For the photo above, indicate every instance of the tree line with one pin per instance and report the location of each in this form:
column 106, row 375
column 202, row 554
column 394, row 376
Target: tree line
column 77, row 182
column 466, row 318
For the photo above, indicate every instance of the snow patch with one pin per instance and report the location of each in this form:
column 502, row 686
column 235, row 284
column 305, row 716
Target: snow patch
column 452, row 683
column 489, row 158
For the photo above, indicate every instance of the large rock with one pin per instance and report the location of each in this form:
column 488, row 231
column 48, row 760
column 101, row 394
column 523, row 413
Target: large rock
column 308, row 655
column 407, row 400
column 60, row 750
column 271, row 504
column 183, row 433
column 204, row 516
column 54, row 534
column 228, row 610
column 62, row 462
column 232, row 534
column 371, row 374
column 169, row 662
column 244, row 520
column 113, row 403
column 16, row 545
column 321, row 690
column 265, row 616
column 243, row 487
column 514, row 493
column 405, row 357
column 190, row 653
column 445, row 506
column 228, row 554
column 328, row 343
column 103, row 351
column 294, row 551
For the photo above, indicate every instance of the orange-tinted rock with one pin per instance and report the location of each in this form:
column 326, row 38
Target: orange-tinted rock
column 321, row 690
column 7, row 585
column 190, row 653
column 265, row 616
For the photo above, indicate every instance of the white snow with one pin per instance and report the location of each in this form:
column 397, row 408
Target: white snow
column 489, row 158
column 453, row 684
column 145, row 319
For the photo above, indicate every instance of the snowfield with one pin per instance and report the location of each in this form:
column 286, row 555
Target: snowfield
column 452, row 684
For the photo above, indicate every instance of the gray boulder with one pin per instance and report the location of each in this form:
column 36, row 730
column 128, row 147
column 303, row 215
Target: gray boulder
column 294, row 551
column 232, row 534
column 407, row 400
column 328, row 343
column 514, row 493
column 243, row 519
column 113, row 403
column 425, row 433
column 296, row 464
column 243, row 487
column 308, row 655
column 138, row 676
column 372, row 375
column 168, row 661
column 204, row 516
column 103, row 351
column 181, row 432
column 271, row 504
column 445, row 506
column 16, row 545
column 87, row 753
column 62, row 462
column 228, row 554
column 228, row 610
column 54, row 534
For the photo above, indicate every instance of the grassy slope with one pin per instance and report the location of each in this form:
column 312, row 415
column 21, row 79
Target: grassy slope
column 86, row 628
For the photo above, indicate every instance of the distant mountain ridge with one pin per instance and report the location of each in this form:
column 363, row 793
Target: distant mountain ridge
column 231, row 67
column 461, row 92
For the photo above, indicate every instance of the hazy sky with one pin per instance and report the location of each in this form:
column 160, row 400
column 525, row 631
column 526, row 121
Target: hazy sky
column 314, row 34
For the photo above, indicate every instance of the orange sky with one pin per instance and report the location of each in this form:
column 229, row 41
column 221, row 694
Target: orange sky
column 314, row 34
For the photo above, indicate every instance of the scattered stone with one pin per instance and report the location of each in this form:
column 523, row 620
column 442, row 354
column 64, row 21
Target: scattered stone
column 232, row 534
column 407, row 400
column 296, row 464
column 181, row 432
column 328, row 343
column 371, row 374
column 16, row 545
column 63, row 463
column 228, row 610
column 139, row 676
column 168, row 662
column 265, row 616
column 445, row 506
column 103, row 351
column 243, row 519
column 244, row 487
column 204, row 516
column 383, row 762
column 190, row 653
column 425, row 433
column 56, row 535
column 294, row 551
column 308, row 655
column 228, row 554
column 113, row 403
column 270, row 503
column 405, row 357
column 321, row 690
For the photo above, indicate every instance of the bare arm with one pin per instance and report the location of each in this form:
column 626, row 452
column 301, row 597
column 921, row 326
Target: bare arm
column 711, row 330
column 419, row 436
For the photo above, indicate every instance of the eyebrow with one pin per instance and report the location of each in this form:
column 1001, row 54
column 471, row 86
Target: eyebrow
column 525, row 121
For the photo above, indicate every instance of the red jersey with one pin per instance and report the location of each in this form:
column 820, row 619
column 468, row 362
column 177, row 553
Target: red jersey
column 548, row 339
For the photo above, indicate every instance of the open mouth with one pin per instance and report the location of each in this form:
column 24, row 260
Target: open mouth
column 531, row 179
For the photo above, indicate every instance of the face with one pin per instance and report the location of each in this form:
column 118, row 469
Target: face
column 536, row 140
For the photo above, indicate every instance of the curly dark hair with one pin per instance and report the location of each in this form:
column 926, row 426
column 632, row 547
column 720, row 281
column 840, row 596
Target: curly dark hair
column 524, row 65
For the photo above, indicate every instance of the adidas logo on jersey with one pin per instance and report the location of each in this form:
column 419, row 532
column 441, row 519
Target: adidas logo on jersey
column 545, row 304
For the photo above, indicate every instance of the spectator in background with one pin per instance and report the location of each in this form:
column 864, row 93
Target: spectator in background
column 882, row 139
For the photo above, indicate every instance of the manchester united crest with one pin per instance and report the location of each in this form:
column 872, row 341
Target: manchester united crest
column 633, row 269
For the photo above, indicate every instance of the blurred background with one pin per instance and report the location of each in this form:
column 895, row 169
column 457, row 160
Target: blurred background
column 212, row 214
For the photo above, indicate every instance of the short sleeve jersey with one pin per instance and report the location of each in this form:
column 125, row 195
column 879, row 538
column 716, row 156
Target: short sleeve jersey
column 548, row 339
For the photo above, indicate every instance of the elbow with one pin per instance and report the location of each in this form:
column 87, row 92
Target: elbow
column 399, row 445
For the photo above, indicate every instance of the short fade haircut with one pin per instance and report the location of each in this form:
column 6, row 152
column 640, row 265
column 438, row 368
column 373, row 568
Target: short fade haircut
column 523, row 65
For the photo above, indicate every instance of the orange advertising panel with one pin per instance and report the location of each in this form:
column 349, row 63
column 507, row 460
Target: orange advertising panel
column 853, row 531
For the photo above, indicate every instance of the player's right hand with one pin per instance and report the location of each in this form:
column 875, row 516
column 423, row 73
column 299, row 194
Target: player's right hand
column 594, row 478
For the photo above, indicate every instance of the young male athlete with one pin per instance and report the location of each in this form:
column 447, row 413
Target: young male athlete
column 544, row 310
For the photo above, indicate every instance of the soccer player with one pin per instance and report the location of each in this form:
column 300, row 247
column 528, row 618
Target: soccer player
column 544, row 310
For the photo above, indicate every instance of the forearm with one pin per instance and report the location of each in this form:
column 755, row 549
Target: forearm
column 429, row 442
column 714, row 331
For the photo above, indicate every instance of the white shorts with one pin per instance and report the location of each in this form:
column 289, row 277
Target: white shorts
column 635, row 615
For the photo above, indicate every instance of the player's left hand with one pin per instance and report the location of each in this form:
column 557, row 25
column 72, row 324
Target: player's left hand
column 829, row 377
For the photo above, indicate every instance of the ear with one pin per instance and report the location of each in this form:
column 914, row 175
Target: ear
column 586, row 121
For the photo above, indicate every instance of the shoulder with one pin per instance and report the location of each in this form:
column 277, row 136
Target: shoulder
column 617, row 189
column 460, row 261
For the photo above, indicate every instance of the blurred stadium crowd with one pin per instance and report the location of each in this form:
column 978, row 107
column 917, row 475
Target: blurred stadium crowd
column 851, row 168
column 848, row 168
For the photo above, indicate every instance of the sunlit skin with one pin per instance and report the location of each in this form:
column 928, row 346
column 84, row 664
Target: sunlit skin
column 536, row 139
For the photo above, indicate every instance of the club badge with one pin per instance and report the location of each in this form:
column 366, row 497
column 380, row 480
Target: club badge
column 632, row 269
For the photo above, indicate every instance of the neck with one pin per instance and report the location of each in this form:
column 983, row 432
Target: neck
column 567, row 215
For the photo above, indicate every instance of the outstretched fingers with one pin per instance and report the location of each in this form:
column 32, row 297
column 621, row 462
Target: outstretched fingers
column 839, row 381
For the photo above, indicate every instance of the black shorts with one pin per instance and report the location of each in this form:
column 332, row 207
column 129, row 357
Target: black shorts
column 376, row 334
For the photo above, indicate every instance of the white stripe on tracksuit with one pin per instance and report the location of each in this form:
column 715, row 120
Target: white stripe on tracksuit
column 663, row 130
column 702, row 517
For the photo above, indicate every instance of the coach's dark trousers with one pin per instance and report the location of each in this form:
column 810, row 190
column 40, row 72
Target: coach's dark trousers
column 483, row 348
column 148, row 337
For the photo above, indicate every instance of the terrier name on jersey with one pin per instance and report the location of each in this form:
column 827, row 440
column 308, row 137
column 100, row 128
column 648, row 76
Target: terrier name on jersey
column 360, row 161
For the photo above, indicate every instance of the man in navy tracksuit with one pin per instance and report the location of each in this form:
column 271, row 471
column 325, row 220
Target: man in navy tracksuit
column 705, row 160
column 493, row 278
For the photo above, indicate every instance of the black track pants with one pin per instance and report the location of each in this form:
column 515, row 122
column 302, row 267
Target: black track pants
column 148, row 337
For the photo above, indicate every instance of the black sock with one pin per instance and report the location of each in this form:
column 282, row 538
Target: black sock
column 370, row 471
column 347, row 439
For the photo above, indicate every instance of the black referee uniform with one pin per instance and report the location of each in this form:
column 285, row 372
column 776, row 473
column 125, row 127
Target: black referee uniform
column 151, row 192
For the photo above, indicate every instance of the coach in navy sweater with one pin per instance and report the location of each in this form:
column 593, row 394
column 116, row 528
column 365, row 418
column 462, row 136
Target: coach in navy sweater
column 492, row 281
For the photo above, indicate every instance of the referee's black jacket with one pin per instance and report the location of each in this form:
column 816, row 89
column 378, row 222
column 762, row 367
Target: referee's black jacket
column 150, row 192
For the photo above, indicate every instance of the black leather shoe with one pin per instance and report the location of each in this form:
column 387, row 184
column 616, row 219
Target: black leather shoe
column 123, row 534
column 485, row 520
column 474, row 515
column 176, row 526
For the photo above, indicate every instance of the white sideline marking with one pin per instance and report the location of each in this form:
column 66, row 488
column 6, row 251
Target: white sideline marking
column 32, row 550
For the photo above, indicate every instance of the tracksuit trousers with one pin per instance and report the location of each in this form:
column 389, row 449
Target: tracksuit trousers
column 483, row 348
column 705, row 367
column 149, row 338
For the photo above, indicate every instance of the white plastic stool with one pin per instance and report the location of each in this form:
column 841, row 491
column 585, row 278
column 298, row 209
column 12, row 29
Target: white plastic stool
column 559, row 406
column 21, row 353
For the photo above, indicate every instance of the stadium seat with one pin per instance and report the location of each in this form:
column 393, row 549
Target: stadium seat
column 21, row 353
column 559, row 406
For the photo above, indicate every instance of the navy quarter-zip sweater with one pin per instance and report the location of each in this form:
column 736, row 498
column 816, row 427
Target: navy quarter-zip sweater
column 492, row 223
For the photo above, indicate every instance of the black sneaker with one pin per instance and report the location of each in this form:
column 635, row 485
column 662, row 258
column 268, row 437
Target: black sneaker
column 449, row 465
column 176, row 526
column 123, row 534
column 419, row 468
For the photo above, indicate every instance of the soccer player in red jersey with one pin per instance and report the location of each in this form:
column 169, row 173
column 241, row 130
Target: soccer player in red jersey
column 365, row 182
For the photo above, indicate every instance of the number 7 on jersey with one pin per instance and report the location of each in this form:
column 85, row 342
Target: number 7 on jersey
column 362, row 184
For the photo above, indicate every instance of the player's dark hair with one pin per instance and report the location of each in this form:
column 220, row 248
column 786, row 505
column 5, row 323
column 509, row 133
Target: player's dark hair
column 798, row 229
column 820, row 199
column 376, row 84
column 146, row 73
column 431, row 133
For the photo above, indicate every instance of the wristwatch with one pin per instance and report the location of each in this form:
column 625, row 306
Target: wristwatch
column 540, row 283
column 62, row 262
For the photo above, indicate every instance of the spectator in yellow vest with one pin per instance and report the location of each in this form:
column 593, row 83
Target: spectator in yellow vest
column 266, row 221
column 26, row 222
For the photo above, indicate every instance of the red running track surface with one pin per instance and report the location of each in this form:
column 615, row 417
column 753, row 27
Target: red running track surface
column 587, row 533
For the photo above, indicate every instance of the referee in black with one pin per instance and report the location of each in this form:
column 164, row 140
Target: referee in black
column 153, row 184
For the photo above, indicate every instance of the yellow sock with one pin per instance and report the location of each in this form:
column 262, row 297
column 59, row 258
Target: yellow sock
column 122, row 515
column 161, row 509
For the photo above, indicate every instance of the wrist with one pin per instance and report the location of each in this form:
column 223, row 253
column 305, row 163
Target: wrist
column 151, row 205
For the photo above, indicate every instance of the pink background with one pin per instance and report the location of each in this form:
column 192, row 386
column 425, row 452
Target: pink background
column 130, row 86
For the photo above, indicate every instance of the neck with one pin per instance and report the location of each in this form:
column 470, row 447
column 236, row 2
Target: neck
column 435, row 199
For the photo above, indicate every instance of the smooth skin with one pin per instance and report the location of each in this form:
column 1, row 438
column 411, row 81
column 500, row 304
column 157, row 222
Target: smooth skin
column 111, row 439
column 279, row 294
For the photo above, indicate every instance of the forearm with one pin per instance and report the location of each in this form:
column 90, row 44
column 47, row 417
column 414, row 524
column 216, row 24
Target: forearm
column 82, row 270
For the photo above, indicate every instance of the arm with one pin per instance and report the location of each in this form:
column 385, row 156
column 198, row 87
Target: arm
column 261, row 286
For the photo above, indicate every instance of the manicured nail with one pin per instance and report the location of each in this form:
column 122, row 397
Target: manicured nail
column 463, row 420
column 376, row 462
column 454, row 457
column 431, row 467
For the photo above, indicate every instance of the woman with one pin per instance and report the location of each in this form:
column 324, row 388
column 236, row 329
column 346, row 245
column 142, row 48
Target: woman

━━━━━━━━━━━━━━━━━━━━

- [GIVEN REQUEST]:
Set out exactly the run of lines that begins at the line holding "For the photo above, indicate every instance of the smooth" and ends at the last line of the data.

- [RESPONSE TO THE TASK]:
For the photo above, indicate every instance of the smooth skin with one pin per instance and report the location of each in this form:
column 1, row 438
column 411, row 81
column 500, row 304
column 157, row 222
Target: smooth skin
column 111, row 439
column 279, row 294
For the photo above, indicate every instance of the forearm with one pin per instance and report the location of each in this form:
column 90, row 44
column 47, row 417
column 414, row 524
column 216, row 24
Target: forearm
column 82, row 270
For the photo above, indicate every instance of the arm with one pin per instance and report the location of each in this form:
column 385, row 156
column 198, row 87
Target: arm
column 261, row 286
For the photo above, indicate every instance of the manicured nail with one pin per instance and report the location of each in this form:
column 122, row 397
Target: manicured nail
column 463, row 420
column 376, row 462
column 454, row 457
column 431, row 467
For the photo above, indicate every instance of the woman with one pin per instance and report the location of each in this form:
column 324, row 388
column 236, row 329
column 346, row 245
column 142, row 48
Target: woman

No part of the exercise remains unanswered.